'''
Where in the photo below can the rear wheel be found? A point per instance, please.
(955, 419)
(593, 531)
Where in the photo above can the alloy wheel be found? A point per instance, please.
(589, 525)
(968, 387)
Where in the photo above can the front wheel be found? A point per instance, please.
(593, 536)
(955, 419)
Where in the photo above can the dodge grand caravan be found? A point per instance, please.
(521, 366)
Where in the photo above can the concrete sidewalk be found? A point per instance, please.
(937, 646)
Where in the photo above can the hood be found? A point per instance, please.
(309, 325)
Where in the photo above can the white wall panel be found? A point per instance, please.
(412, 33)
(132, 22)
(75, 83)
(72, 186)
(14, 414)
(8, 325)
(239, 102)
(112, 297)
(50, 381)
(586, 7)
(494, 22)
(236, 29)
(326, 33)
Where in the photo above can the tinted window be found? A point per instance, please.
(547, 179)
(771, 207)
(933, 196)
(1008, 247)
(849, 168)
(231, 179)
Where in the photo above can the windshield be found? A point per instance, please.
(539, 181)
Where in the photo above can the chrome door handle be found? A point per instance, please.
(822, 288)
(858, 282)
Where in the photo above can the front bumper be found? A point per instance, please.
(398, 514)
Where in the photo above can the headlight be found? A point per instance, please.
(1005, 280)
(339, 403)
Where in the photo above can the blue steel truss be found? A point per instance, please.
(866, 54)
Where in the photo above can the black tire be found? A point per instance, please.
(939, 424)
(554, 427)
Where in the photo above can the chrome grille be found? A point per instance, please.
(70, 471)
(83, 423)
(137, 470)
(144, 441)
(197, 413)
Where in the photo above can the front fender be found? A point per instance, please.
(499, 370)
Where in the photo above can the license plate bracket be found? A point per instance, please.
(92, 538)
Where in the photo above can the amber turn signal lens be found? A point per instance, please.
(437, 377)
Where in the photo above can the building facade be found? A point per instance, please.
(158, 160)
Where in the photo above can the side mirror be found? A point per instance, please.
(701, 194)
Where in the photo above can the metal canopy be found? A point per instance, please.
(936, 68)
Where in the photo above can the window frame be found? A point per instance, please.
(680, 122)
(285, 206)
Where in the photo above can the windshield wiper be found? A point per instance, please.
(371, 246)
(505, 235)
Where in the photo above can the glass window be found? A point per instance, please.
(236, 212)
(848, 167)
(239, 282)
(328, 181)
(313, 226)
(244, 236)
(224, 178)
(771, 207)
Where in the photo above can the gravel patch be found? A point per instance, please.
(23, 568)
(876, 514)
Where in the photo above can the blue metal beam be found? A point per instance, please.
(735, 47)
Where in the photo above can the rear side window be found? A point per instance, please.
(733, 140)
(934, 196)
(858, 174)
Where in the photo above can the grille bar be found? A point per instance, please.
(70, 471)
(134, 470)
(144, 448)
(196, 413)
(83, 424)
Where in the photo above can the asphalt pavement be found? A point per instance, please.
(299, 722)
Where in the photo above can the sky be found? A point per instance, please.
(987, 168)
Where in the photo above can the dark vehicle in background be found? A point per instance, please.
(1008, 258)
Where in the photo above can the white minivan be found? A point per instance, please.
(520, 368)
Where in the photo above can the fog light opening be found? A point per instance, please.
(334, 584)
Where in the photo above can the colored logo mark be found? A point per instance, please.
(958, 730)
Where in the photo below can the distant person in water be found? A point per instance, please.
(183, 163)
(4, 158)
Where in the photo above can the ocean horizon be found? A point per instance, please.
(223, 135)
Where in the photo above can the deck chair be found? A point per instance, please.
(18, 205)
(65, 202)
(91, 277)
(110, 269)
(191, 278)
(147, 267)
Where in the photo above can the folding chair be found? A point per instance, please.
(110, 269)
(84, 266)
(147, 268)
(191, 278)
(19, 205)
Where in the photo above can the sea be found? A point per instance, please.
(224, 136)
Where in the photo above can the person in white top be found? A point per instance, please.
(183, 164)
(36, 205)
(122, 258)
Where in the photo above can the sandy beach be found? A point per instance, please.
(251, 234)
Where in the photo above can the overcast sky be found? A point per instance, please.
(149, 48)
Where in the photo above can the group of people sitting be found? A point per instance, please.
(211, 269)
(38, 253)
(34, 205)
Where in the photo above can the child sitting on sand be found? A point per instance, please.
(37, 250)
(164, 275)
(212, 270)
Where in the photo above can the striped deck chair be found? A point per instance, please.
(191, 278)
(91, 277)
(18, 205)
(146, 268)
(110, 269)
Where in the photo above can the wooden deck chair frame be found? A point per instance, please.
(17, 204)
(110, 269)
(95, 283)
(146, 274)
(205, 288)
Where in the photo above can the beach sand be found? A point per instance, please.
'''
→ **EXERCISE**: Pull out every line from the one with "Where in the photo above can the sea" to the end of the listing, and output only those.

→ **SOLUTION TO THE PROBLEM**:
Where in the photo above can the sea be found? A point per instance, please.
(224, 136)
Where in the photo above can the person in white top be found? A point per instance, please.
(183, 164)
(36, 205)
(122, 258)
Where in the photo above can the sandy beach be found? A point per instance, please.
(251, 234)
Where in the photo above can the overcast sky be found? A point per instance, please.
(149, 48)
Where in the photo above can the group of people sitting be found? A point per instance, please.
(211, 269)
(38, 253)
(34, 205)
Where in the photo above can the child sitting on sand be found? A point per instance, please.
(37, 250)
(164, 275)
(212, 270)
Where in the photo above can the striped deck chair be found? A point per instance, please.
(191, 278)
(91, 277)
(18, 205)
(146, 268)
(110, 269)
Where in the photo above can the wooden deck chair frame be found? A point per instance, please.
(17, 204)
(110, 269)
(95, 283)
(146, 274)
(205, 288)
Where in the photo above can the beach sand be found? A point per instance, please.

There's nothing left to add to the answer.